(Dataset items)
┌──
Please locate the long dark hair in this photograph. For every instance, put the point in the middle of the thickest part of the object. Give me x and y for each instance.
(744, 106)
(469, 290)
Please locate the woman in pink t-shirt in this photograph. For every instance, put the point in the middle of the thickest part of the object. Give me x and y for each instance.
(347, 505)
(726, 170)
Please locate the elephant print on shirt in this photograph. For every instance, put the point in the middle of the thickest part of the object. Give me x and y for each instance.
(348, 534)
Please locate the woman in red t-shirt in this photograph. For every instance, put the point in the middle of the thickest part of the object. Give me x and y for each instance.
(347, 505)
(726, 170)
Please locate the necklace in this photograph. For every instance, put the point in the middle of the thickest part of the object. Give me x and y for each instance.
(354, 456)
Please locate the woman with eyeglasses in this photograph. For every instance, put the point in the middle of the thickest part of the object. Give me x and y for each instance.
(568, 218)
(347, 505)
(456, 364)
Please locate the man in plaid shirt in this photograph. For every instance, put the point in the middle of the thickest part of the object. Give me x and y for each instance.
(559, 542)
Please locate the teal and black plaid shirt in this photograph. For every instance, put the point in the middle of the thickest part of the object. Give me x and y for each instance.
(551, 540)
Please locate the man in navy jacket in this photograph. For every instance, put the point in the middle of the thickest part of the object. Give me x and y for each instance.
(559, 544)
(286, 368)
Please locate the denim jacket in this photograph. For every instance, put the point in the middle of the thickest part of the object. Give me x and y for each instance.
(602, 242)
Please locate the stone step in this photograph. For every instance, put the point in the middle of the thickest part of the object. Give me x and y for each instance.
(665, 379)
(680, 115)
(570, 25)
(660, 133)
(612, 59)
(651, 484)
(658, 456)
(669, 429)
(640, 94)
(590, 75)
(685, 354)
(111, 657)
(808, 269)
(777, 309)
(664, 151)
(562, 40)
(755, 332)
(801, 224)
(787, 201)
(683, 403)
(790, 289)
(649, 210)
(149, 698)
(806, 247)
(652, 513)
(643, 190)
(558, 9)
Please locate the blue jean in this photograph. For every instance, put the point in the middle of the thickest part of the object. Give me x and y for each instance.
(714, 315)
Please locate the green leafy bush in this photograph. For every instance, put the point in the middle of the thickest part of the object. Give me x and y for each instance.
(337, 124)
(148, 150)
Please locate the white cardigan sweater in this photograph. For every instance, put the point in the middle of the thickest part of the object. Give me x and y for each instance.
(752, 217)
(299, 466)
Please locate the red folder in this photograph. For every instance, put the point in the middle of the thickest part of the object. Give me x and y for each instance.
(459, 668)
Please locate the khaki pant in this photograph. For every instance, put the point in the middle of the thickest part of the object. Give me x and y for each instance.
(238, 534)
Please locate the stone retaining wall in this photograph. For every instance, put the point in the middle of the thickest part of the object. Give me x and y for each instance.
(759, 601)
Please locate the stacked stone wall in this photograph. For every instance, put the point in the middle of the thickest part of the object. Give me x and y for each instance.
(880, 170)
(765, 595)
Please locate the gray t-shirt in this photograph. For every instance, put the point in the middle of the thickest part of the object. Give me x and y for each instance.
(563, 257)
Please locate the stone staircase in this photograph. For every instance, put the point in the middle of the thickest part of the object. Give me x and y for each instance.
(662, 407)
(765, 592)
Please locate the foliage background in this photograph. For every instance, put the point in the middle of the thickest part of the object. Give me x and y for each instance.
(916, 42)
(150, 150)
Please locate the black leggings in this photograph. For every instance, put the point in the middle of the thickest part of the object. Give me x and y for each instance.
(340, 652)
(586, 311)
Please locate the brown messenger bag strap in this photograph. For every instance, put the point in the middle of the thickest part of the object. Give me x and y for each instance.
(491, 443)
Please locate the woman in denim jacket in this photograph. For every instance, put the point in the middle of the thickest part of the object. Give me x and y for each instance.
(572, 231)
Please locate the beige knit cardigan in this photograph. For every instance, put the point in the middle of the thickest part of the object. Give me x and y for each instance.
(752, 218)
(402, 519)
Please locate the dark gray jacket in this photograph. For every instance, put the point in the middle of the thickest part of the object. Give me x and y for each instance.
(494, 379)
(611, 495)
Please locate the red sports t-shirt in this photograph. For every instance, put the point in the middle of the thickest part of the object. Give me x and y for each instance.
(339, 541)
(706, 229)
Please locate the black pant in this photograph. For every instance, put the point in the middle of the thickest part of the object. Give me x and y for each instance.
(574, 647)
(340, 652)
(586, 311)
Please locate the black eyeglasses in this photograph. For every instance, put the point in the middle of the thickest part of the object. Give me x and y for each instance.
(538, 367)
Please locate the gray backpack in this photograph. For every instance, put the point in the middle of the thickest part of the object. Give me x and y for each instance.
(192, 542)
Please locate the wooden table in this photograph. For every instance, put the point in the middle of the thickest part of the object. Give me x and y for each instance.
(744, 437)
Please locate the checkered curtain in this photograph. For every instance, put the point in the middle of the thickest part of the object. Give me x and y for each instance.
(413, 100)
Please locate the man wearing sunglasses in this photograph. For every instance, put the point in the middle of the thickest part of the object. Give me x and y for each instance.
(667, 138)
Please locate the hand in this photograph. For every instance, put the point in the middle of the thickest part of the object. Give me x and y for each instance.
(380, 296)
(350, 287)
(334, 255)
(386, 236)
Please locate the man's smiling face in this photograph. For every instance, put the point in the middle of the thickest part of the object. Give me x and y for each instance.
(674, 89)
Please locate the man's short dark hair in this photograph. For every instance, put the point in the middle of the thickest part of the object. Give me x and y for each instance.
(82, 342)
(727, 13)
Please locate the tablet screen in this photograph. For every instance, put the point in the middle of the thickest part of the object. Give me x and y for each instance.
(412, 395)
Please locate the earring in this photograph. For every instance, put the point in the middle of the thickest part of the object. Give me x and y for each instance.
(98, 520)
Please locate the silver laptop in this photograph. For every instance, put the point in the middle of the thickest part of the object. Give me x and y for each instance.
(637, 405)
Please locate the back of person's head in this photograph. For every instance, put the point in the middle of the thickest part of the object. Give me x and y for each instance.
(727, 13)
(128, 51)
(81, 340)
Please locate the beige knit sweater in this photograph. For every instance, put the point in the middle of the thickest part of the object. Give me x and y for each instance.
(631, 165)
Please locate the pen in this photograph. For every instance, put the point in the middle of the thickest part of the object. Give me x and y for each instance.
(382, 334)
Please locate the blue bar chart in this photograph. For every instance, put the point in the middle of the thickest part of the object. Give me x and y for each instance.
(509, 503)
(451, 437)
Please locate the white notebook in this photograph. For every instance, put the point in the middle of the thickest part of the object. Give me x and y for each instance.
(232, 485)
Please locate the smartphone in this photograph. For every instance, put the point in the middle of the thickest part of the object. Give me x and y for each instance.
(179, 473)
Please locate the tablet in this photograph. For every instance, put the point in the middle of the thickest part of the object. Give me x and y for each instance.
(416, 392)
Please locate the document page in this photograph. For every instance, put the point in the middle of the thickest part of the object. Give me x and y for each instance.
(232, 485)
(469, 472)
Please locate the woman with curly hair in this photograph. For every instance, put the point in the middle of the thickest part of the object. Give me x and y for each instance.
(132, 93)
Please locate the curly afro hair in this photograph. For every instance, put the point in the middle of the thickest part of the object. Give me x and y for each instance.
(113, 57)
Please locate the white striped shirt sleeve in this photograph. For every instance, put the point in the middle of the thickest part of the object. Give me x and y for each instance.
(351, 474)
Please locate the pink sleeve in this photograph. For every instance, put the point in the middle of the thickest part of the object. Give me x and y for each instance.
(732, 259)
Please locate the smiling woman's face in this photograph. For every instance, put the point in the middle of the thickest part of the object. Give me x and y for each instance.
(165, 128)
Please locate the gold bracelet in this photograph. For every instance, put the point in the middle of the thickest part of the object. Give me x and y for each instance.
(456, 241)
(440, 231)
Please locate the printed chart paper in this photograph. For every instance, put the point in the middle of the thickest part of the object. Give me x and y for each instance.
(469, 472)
└──
┌──
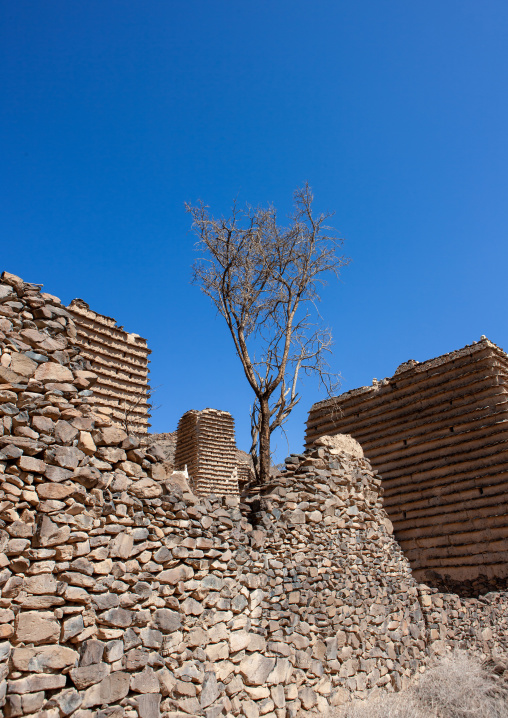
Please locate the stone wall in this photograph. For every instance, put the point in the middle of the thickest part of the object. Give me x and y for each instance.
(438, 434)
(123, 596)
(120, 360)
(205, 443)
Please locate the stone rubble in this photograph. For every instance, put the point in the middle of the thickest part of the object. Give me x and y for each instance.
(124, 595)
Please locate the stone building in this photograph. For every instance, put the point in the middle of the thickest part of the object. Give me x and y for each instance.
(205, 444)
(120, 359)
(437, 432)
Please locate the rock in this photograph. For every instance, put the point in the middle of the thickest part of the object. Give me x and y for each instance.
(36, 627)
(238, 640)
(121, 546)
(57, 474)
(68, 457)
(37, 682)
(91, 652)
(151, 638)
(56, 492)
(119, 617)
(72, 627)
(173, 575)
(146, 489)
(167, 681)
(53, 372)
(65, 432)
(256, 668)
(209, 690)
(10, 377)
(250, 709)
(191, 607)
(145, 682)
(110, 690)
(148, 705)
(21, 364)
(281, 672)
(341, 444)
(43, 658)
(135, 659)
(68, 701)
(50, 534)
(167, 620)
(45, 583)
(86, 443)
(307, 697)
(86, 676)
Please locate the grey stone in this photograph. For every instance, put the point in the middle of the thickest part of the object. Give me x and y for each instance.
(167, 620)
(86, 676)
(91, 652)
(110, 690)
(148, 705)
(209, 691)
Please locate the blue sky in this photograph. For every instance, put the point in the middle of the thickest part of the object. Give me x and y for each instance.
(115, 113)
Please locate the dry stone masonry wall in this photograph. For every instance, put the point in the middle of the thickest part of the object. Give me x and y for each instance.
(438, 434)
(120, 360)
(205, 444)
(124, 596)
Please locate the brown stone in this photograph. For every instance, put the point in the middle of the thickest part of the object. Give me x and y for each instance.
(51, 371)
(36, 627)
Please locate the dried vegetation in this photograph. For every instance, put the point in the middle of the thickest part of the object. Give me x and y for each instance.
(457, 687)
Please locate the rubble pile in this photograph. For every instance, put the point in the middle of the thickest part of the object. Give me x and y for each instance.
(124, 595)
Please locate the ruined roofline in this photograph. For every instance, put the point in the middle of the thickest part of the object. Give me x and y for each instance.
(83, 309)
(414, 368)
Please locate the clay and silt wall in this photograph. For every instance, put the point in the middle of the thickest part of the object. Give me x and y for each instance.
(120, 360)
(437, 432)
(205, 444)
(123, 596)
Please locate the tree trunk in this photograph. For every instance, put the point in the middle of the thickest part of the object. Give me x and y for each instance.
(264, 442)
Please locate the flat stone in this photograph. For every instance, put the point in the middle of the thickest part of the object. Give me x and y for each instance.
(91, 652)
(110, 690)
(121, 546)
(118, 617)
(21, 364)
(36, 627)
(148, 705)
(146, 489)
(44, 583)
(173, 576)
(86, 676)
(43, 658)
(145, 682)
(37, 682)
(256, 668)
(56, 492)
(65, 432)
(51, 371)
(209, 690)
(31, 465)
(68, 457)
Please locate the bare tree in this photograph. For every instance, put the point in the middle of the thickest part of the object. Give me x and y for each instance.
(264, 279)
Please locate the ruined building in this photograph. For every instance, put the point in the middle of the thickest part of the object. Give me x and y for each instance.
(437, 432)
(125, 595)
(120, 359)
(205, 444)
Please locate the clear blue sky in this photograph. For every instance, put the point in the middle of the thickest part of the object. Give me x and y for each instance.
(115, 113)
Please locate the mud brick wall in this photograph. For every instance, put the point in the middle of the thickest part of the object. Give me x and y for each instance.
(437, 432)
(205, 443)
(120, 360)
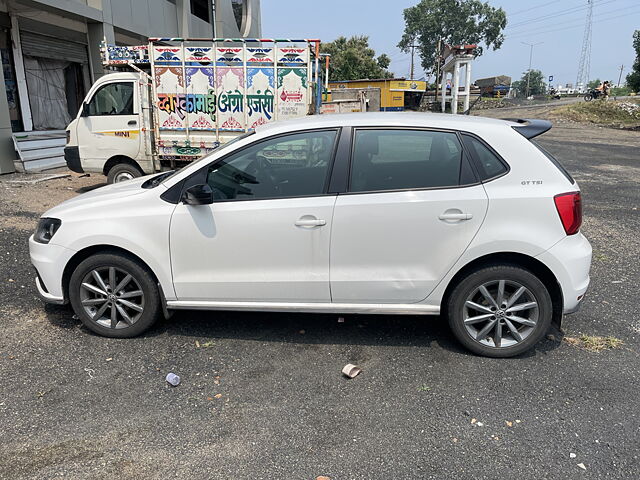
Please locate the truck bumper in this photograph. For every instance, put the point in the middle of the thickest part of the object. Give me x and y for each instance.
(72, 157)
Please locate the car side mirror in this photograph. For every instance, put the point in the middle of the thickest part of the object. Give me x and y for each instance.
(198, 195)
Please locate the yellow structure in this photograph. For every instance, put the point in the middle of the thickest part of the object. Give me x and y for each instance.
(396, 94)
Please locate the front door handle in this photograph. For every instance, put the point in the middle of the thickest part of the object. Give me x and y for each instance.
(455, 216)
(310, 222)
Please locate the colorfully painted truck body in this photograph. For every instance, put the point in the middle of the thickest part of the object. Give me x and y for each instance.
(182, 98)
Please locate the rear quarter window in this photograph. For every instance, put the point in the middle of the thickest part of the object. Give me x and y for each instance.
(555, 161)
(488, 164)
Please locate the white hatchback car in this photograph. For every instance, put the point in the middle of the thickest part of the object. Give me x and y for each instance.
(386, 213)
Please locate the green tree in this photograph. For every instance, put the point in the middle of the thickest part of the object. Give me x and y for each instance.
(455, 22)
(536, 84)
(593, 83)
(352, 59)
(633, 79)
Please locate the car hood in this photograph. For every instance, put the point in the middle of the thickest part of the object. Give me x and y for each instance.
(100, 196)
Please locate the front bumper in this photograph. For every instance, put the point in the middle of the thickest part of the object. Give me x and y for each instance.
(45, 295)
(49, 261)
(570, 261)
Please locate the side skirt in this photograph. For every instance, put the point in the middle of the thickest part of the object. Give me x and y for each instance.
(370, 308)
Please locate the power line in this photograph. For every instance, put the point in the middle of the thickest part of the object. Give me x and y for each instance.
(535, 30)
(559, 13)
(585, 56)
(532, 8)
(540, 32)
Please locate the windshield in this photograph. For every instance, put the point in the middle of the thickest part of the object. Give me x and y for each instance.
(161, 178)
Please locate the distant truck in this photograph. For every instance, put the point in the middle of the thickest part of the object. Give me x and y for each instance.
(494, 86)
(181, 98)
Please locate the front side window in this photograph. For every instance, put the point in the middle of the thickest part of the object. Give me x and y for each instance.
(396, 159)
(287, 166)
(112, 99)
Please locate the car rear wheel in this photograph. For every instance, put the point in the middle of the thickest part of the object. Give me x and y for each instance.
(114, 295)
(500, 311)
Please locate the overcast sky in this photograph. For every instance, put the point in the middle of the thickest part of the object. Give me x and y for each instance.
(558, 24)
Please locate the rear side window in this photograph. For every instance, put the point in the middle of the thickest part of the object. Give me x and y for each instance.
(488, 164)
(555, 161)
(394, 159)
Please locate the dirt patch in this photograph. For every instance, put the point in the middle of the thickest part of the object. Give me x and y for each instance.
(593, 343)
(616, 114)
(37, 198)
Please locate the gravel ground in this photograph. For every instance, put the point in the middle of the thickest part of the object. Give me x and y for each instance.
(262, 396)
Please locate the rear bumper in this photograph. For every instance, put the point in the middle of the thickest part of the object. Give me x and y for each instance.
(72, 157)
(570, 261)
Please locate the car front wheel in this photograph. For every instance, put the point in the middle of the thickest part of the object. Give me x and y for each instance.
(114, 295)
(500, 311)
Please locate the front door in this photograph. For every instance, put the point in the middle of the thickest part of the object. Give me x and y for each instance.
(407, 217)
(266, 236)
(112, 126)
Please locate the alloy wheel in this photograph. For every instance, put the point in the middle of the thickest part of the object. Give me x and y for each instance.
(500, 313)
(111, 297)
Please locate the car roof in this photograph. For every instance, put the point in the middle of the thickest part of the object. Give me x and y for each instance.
└──
┌──
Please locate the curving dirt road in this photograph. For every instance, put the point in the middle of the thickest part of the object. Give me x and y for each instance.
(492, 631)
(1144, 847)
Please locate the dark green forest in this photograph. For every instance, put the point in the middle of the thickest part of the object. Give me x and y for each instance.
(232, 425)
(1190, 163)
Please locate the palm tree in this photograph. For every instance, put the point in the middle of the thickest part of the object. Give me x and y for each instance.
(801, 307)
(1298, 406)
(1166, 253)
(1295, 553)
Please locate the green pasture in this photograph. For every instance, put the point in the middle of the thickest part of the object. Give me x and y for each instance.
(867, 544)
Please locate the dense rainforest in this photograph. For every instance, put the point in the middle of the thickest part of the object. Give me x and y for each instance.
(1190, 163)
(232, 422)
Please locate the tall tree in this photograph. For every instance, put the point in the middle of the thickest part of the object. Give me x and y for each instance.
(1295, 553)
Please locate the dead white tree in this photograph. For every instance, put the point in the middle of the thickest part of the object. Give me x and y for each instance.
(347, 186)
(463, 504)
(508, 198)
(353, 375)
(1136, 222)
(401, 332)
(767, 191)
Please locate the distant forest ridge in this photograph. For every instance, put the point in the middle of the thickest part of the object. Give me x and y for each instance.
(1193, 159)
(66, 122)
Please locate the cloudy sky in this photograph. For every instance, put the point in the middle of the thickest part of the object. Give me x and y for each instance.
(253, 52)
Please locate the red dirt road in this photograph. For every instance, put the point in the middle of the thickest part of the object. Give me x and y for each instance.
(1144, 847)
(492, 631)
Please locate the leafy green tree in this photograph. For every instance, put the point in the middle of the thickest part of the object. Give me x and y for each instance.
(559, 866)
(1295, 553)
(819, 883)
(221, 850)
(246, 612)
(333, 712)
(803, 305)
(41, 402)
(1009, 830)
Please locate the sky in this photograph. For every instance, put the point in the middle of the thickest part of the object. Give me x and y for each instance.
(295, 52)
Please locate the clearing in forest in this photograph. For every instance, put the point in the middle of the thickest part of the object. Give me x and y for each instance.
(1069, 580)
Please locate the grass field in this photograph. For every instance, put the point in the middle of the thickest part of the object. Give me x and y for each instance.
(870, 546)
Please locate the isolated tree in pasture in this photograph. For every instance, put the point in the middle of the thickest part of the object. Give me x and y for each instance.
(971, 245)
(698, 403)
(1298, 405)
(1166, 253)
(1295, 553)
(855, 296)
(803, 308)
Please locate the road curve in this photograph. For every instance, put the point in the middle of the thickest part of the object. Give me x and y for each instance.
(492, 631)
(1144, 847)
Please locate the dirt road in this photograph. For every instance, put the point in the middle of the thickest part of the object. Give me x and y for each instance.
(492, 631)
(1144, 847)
└──
GOAL: Copy out only the material starting at the line that contains "Please locate the car front" and ending at the line that contains "Please locate the car roof", substituting "tire" for every "wheel" and keeping everything else as it is.

TASK RESPONSE:
Please locate the car front tire in this photograph. For every instance, put the point in the middle of the thickest part of the object. Give me x and y for each instance.
(114, 295)
(500, 311)
Please locate the front door in this photograph. For every instance, put the point in the middle of the thickest part of the object. Give me x and y for each instance.
(407, 217)
(266, 236)
(112, 126)
Please locate the alloy tire in this photograph. For every instance, put the point in the middle of the thickest part of the object. Give me x and y for each instance.
(500, 313)
(111, 297)
Please locate the car roof in this photograph. For every instance, put the point in the middle of the thickest part of the object. Give me x and y for each instance.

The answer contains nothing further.